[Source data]
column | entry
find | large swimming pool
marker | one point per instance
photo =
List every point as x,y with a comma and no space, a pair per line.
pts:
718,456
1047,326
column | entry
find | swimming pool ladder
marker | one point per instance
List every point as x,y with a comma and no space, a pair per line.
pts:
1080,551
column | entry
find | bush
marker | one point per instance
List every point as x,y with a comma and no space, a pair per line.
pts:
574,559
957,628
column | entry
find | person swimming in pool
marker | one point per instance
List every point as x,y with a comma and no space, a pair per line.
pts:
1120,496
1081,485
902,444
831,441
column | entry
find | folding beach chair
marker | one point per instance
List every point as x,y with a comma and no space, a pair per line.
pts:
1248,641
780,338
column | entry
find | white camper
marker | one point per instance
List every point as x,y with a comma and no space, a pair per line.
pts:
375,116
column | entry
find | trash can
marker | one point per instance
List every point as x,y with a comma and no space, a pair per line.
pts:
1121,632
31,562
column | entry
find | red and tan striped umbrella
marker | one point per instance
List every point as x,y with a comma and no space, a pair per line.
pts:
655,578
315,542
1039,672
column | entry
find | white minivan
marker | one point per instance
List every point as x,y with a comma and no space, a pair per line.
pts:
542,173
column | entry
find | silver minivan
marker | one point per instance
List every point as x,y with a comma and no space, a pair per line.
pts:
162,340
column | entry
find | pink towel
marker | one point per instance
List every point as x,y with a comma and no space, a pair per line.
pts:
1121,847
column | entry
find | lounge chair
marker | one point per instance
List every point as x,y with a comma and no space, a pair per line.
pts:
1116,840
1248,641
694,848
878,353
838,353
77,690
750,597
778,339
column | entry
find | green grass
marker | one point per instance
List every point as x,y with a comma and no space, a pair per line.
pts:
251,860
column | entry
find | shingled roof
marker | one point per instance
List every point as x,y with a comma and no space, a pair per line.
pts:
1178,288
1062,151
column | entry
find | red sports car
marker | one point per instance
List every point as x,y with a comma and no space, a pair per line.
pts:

* [WORK TASK]:
Read through the entries above and copy each line that has the string "pool" in it.

* [ANSWER TO THIS EXERCISE]:
find | large swimming pool
find | swimming pool ladder
find | person swimming in pool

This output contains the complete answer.